### What the task asks
This exercise calls for every line of the listing below that contains the word "blue".

□ □ □ □ □ □ □

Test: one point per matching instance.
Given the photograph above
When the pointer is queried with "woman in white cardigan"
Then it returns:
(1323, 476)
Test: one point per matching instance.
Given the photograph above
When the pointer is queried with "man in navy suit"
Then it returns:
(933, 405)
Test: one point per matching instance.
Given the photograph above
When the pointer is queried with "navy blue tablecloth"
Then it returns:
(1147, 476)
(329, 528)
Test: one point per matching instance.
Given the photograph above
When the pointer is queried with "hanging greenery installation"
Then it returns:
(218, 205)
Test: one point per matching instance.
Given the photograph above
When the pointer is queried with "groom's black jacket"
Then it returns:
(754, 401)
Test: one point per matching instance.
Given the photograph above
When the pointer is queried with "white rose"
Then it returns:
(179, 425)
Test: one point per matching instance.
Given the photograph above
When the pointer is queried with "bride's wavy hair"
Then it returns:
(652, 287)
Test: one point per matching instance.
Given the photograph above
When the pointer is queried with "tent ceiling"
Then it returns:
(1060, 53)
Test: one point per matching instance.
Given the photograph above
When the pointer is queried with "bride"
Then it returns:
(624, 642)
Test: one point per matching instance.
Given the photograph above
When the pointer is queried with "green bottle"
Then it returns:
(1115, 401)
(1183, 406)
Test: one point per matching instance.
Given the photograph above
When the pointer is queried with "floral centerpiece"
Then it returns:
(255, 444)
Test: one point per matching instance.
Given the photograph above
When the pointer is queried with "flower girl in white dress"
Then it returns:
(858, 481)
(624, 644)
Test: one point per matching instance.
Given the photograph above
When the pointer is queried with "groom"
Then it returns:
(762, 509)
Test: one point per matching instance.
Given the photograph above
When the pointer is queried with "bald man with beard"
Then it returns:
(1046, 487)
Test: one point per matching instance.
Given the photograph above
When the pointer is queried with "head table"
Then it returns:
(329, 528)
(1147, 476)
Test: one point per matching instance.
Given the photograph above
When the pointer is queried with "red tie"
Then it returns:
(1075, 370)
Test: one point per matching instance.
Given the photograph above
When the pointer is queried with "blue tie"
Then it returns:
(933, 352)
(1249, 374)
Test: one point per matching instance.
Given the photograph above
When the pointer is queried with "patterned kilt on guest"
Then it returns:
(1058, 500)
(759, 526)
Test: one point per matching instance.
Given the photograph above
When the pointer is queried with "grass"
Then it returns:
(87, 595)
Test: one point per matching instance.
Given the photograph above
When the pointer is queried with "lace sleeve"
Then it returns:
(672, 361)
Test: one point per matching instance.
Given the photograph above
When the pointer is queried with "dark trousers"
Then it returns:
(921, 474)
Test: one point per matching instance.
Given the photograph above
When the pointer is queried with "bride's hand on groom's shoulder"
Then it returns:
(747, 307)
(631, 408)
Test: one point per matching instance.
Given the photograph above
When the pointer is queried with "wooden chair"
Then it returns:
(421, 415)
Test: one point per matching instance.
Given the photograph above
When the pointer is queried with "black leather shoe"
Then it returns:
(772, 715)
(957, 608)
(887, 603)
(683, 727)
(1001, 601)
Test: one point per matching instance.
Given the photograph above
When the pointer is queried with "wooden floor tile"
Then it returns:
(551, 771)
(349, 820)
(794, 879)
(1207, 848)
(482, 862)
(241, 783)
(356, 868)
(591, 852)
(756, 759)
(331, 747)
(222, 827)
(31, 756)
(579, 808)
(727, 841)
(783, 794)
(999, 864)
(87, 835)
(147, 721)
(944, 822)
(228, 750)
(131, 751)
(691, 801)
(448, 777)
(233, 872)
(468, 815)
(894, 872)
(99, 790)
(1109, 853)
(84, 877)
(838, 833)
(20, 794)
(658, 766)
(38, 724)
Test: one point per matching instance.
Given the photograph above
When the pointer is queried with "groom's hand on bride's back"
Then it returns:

□ □ □ □ □ □ □

### Response area
When the pointer is queried with "navy blue tablecloth"
When the pointer is queried with "blue tie"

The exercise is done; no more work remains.